# [Stated exercise]
In the rows below, swap "drop one marker" for "place a single marker" wherever it occurs, and leave every other word unchanged.

Coordinate annotation records:
──────────────────────────────
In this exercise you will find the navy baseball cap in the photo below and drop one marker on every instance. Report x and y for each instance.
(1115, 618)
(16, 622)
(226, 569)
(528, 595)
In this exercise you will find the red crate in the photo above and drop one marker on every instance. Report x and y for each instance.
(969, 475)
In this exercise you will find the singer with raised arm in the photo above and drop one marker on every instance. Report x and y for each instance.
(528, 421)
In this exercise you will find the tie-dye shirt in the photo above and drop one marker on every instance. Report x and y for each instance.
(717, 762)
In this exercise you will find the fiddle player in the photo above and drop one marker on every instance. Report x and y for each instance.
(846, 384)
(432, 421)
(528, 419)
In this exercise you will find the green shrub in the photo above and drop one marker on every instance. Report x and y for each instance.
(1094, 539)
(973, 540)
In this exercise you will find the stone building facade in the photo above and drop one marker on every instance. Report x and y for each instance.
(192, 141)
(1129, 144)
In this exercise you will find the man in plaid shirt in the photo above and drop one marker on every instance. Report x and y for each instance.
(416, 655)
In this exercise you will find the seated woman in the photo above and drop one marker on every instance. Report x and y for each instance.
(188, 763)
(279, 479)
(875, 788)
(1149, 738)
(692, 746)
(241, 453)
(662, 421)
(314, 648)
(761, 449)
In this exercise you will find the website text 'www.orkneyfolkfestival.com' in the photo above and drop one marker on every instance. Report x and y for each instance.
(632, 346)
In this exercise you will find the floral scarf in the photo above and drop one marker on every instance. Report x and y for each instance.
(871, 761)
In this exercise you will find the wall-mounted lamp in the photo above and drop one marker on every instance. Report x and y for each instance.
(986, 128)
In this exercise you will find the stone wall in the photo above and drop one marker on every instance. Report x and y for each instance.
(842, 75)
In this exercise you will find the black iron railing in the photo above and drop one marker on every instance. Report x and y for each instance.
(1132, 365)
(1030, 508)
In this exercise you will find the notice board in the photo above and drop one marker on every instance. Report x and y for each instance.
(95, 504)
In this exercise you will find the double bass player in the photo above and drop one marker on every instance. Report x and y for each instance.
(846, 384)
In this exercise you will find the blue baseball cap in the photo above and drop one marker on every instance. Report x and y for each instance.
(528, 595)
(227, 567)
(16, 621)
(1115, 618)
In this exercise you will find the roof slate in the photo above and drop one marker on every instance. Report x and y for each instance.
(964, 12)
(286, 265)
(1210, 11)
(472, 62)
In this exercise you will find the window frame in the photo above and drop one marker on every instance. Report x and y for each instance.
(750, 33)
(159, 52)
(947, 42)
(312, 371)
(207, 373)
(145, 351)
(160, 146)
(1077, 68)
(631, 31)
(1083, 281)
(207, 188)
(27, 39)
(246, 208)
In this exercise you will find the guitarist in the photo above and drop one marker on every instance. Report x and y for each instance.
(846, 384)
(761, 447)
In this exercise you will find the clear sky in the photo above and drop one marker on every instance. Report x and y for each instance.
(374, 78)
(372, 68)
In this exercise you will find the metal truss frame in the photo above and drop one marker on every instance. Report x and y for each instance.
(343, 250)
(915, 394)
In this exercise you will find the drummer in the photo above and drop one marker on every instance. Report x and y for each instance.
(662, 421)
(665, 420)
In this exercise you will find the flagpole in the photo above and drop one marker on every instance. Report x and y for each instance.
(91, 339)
──────────────────────────────
# [Answer for this exercise]
In this exercise you will find the navy baseball cap in the photo below and place a single marker on every instance. Report x and y for each instance.
(1115, 618)
(16, 622)
(226, 569)
(528, 595)
In this exercise you will find the red crate in the photo above and place a single marker on every instance. Report x and y for each instance.
(969, 475)
In this exercise you will find the singer with raised arm in the photo above and place a single marker on every instance. Report x and y for each instance.
(528, 421)
In this exercise you will find the tie-dye shirt in the photo above and place a single marker on every instance. Report x and y for each instance.
(717, 762)
In this exercise you will find the fiddle player in the photo above and place a single marker on every instance. Report x and y for each instance.
(846, 384)
(432, 421)
(528, 419)
In this exercise you will find the green shrub in the photo above and place a single marker on every instance. Report x and y for each instance.
(1094, 539)
(973, 540)
In this exercise you will find the stone building facade in the photo above and place a single marker on every instance. Report x and y for each instance.
(192, 141)
(1129, 144)
In this exercise you will find the man in plaid shirt in the photo above and place a single marker on every instance. Report x and y for each instance.
(416, 655)
In this exercise you will find the seated woman in the photo above and place a single marker on every instance. Report x and y for each instance.
(188, 763)
(279, 479)
(875, 788)
(1149, 738)
(692, 746)
(241, 453)
(662, 421)
(314, 648)
(761, 449)
In this exercise you will find the website text 'www.orkneyfolkfestival.com' in the photo above and place a single marker on every instance. Report x and y for each instance.
(632, 346)
In this exercise you will find the floral scarf in the photo above and place a single marker on every instance. Report x and y for each instance.
(871, 761)
In this exercise you will find the wall-mounted lamp in the photo above and place a single marker on every instance. Report x and y for each instance.
(986, 128)
In this exercise you will find the stone wall in the photo above and place a single marker on every instance. Report x and y for each instance.
(842, 75)
In this exercise you will find the black iron railing in the photo above and place a single marker on every instance. Report x and y for each instance.
(1132, 365)
(1030, 508)
In this exercise you will find the notice board in the photo above and place a single marker on every instance. Report x and y for each instance.
(95, 504)
In this exercise you will find the double bass player in the photo above and place a single marker on every instance. Report x and y for each instance.
(846, 384)
In this exercise you will find the blue baseball cap in the photo above and place a single marker on every instance. Report x and y for each instance.
(528, 595)
(227, 567)
(16, 621)
(1115, 618)
In this exercise you will find the roof slate in the photo above and place a single marker on every instance. Report x and y for each instance.
(964, 12)
(286, 265)
(1210, 11)
(472, 62)
In this exercise you will find the window frame in the photo above and place a single marker on every instance. Report x and y for each instance.
(750, 33)
(159, 52)
(947, 42)
(312, 371)
(207, 373)
(145, 351)
(160, 146)
(1077, 68)
(631, 31)
(1083, 281)
(207, 188)
(27, 39)
(246, 208)
In this exercise you will find the guitarist in the photo above and place a single marker on every instance. Report x and y for each instance.
(846, 384)
(761, 447)
In this exercise you will find the clear sky in the photo above and place a single marker on every instance. Report x and y for each instance.
(374, 78)
(372, 68)
In this exercise you will find the metal truss frame in the photo above and place a single marker on every instance. Report x and y for each instance.
(343, 250)
(915, 394)
In this exercise you will find the drummer in the photo above and place a single marker on every instance. Report x and y for each instance.
(662, 421)
(665, 420)
In this exercise you will find the flagpole in the photo above and place a single marker on every instance. Report x and y for each instance.
(91, 339)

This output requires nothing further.